■ THE EXERCISE
Write out all of the lines below, exactly and completely.

Collected data entries:
** Start **

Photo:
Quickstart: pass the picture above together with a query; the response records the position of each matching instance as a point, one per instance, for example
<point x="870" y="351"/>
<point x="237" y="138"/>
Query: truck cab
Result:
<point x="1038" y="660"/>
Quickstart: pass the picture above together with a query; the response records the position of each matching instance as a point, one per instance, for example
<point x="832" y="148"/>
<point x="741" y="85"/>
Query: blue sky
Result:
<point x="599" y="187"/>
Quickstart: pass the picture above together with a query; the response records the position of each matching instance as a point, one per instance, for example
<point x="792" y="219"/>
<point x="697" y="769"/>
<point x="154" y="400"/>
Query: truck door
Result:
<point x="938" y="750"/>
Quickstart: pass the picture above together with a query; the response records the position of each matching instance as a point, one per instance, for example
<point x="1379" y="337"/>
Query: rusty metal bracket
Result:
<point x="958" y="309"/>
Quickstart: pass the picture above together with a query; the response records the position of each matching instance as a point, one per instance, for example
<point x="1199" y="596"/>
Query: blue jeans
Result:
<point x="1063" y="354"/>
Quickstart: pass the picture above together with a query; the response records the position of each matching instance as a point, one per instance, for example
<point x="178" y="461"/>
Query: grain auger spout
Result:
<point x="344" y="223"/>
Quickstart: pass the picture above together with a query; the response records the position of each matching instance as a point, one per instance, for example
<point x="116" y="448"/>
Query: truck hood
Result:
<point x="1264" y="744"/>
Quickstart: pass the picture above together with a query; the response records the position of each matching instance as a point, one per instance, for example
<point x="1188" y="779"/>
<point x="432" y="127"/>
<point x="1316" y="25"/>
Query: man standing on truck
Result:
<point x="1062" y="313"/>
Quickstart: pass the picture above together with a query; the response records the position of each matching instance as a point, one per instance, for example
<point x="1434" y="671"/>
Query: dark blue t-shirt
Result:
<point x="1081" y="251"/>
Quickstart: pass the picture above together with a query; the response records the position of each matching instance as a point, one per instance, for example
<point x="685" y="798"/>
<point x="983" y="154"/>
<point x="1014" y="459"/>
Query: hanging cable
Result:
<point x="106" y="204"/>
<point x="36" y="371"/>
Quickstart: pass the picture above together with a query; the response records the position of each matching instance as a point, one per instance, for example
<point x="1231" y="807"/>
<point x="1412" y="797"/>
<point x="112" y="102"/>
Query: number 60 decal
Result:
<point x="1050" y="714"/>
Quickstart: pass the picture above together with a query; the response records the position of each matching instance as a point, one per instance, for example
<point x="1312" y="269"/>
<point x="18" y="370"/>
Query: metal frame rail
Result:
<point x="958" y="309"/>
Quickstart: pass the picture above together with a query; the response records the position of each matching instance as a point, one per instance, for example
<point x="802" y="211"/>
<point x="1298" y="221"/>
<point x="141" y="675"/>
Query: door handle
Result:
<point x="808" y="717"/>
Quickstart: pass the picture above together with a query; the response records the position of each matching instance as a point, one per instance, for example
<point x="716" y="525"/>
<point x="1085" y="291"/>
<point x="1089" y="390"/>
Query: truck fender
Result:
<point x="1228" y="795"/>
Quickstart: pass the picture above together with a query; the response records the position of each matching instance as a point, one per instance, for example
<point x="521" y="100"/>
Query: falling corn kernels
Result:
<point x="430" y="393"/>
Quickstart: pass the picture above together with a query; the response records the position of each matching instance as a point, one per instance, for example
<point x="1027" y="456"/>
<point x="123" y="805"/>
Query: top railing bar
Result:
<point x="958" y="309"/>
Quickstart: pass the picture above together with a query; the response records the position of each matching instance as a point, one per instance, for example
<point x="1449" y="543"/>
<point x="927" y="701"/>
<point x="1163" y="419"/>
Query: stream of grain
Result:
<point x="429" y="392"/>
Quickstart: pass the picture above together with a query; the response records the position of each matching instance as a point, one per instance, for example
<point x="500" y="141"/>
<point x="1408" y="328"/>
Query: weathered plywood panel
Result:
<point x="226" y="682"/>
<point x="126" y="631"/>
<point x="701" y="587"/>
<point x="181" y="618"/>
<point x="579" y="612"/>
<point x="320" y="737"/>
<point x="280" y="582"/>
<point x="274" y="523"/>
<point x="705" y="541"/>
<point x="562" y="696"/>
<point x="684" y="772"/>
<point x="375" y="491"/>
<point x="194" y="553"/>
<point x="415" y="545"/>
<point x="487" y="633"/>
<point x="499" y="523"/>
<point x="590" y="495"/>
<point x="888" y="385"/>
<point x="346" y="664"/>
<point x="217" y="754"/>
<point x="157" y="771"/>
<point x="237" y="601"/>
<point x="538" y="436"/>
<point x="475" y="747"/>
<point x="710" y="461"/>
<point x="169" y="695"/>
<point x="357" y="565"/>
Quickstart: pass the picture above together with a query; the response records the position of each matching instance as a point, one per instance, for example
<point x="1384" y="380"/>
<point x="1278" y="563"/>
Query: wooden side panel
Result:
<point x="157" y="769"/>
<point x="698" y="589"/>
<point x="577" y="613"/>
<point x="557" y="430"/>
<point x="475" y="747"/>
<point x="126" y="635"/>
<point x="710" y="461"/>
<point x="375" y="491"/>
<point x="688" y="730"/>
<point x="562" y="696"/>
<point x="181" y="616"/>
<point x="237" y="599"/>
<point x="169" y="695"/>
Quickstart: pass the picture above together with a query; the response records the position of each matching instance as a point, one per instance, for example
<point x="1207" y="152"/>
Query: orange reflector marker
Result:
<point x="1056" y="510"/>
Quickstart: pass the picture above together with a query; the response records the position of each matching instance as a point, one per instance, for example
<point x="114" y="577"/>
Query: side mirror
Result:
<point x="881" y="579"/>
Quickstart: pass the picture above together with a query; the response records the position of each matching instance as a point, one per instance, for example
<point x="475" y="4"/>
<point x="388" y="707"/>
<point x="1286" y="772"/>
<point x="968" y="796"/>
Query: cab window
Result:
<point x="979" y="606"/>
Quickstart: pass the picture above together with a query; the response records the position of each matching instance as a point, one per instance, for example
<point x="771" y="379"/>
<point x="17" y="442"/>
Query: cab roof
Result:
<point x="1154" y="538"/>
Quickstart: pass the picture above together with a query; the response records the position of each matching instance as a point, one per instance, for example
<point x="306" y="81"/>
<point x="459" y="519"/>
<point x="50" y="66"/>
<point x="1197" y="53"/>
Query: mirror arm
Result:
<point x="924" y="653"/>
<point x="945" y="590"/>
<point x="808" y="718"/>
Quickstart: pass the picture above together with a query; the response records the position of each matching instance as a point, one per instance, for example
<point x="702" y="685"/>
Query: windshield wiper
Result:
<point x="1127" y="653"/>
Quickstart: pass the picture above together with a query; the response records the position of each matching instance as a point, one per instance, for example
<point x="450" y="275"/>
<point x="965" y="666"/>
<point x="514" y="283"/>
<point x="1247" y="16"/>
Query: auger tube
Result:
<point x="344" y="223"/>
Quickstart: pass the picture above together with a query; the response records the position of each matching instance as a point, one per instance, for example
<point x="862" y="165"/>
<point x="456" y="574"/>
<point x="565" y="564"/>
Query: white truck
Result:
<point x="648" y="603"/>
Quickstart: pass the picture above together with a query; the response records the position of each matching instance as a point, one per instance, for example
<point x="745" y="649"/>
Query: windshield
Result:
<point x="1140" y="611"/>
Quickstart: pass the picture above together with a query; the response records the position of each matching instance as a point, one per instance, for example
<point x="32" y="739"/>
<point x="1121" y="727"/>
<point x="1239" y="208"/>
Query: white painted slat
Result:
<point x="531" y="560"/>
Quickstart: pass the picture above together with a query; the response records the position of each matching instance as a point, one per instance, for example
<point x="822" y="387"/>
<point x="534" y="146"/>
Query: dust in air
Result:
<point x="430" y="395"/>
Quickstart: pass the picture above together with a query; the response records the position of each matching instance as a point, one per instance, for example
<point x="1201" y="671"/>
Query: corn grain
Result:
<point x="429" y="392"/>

** End **

■ EXERCISE RESPONSE
Photo:
Quickstart: pass the picture above together with a query; the response records the position of each matching instance as a point, one per instance, for example
<point x="870" y="351"/>
<point x="237" y="138"/>
Query: truck cab
Result:
<point x="1038" y="660"/>
Quickstart: pass the picture above together with a query; the response records the position of each matching instance as a point, one per instance, for example
<point x="832" y="148"/>
<point x="741" y="85"/>
Query: blue sky
Result:
<point x="599" y="187"/>
Quickstart: pass the picture above together with a query; the response records the position of each matching instance as a point, one per instance, for example
<point x="792" y="219"/>
<point x="697" y="769"/>
<point x="154" y="400"/>
Query: truck door
Result:
<point x="938" y="750"/>
Quickstart: pass the picture above together with a query; the response records the position of each matching instance as a point, one per instance, for example
<point x="1379" y="337"/>
Query: rusty metal bracket
Result:
<point x="958" y="309"/>
Quickstart: pass the picture above together with a query; the response records the position of each matching instance as a point, one per instance, for example
<point x="1199" y="596"/>
Query: blue jeans
Result:
<point x="1063" y="354"/>
Quickstart: pass the picture above together with a query; the response records the position of each matching instance as a point, one per instance, for example
<point x="178" y="461"/>
Query: grain auger spout
Result:
<point x="344" y="223"/>
Quickstart: pass the picture above together with a query; the response records the position of each matching instance as a point, one per instance, for example
<point x="116" y="448"/>
Query: truck hood
Result:
<point x="1264" y="744"/>
Quickstart: pass the picture above together with a query; the response records the position of each matching instance as a point, one per instance, for example
<point x="1188" y="779"/>
<point x="432" y="127"/>
<point x="1316" y="25"/>
Query: man standing on truck
Result:
<point x="1062" y="313"/>
Quickstart: pass the picture above together with a query; the response records the position of each matching instance as a point, one per instance, for example
<point x="1434" y="671"/>
Query: dark blue t-shirt
Result:
<point x="1081" y="251"/>
Quickstart: pass the picture above together with a query; the response records the position of each matching instance as a point, one per instance, for example
<point x="685" y="798"/>
<point x="983" y="154"/>
<point x="1014" y="459"/>
Query: hanging cable
Result:
<point x="106" y="204"/>
<point x="36" y="371"/>
Quickstart: pass the picture above together with a query; the response records the position of each matching instance as a point, one per instance, for example
<point x="1231" y="807"/>
<point x="1412" y="797"/>
<point x="112" y="102"/>
Query: number 60 decal
Result:
<point x="1050" y="714"/>
Quickstart: pass the picture above together with a query; the response records the position of each matching instance as a point, one per instance, for example
<point x="1312" y="269"/>
<point x="18" y="370"/>
Query: metal frame rail
Result:
<point x="958" y="309"/>
Quickstart: pass the picture above together with a query; the response records the position of each matching instance as a point, one per instance, for example
<point x="802" y="211"/>
<point x="1298" y="221"/>
<point x="141" y="675"/>
Query: door handle
Result:
<point x="808" y="717"/>
Quickstart: pass the picture above together with a query; the response records the position of each matching instance as a point, one per instance, for example
<point x="716" y="525"/>
<point x="1085" y="291"/>
<point x="1089" y="390"/>
Query: truck fender
Result:
<point x="1228" y="795"/>
Quickstart: pass the picture above together with a query; the response records the position of each matching instance as a point, one per instance, for example
<point x="521" y="100"/>
Query: falling corn kernels
Result:
<point x="430" y="393"/>
Quickstart: pass the picture above together with a query; the response records the position of each matching instance as a point, one per instance, for example
<point x="1027" y="456"/>
<point x="123" y="805"/>
Query: top railing bar
Result:
<point x="958" y="309"/>
Quickstart: pass the picture above together with a query; the response records the position of each matching instance as a point, one per instance, for example
<point x="1449" y="543"/>
<point x="927" y="701"/>
<point x="1163" y="419"/>
Query: stream of grain
Result:
<point x="429" y="392"/>
Quickstart: pass the picture above together with a query; the response records the position of each matching instance as a point, one per instance, for example
<point x="500" y="141"/>
<point x="1408" y="328"/>
Query: weathered plywood panel
Result:
<point x="226" y="682"/>
<point x="126" y="631"/>
<point x="701" y="587"/>
<point x="181" y="618"/>
<point x="579" y="612"/>
<point x="320" y="737"/>
<point x="280" y="582"/>
<point x="274" y="523"/>
<point x="705" y="541"/>
<point x="562" y="696"/>
<point x="684" y="772"/>
<point x="375" y="491"/>
<point x="194" y="553"/>
<point x="415" y="545"/>
<point x="487" y="633"/>
<point x="499" y="523"/>
<point x="590" y="495"/>
<point x="888" y="385"/>
<point x="346" y="664"/>
<point x="217" y="754"/>
<point x="157" y="771"/>
<point x="237" y="601"/>
<point x="538" y="436"/>
<point x="475" y="747"/>
<point x="710" y="461"/>
<point x="169" y="695"/>
<point x="357" y="565"/>
Quickstart: pass the picture above together with a query; the response records the position of each matching instance as a point, one per instance, for example
<point x="1384" y="380"/>
<point x="1278" y="563"/>
Query: wooden side panel
Result:
<point x="157" y="769"/>
<point x="698" y="589"/>
<point x="577" y="613"/>
<point x="557" y="430"/>
<point x="475" y="747"/>
<point x="126" y="635"/>
<point x="710" y="461"/>
<point x="375" y="491"/>
<point x="688" y="730"/>
<point x="562" y="696"/>
<point x="181" y="616"/>
<point x="237" y="599"/>
<point x="169" y="695"/>
Quickstart: pass the picture above together with a query; the response records the position of each matching instance as a point, one per instance, for example
<point x="1207" y="152"/>
Query: orange reflector marker
Result:
<point x="1056" y="510"/>
Quickstart: pass the picture above together with a query; the response records the position of each matching instance as a point, one per instance, for example
<point x="114" y="577"/>
Query: side mirror
Result:
<point x="881" y="579"/>
Quickstart: pass the picture above together with a query; the response records the position of each matching instance as a point, one per instance, for example
<point x="475" y="4"/>
<point x="388" y="707"/>
<point x="1286" y="772"/>
<point x="968" y="796"/>
Query: cab window
Result:
<point x="979" y="606"/>
Quickstart: pass the picture above together with a query; the response records the position of each matching instance as a point, one per instance, for example
<point x="771" y="379"/>
<point x="17" y="442"/>
Query: cab roof
Result:
<point x="1154" y="538"/>
Quickstart: pass the picture above together with a query; the response records the position of each matching instance as a point, one per instance, for example
<point x="306" y="81"/>
<point x="459" y="519"/>
<point x="50" y="66"/>
<point x="1197" y="53"/>
Query: mirror arm
Result:
<point x="924" y="653"/>
<point x="945" y="590"/>
<point x="808" y="718"/>
Quickstart: pass the picture above together with a query; the response records the position of each matching instance as a point, one per instance, for example
<point x="702" y="685"/>
Query: windshield wiper
Result:
<point x="1127" y="653"/>
Quickstart: pass the picture above together with a query; the response records the position of each matching instance as a point, one per instance, for example
<point x="450" y="275"/>
<point x="965" y="666"/>
<point x="514" y="283"/>
<point x="1247" y="16"/>
Query: auger tube
Result:
<point x="344" y="223"/>
Quickstart: pass the picture above together with a query; the response records the position of each matching instance as a point, one per instance, for example
<point x="862" y="165"/>
<point x="456" y="574"/>
<point x="565" y="564"/>
Query: white truck
Result:
<point x="648" y="603"/>
Quickstart: pass the picture above together with a query; the response records the position of each matching instance as a point, one per instance, for example
<point x="745" y="649"/>
Query: windshield
Result:
<point x="1140" y="611"/>
Quickstart: pass the picture above together with a query; the response records the position of each matching instance as a point, one per instance, for example
<point x="32" y="739"/>
<point x="1121" y="727"/>
<point x="1239" y="208"/>
Query: white painted slat
Result:
<point x="531" y="560"/>
Quickstart: pass the picture above together with a query; the response records the position of each matching instance as a point, one per instance, for example
<point x="822" y="387"/>
<point x="534" y="146"/>
Query: dust in air
Result:
<point x="430" y="395"/>
Quickstart: pass the picture above together with a query; the response records the position of each matching instance as a point, one per instance, for example
<point x="1201" y="671"/>
Query: corn grain
Result:
<point x="429" y="392"/>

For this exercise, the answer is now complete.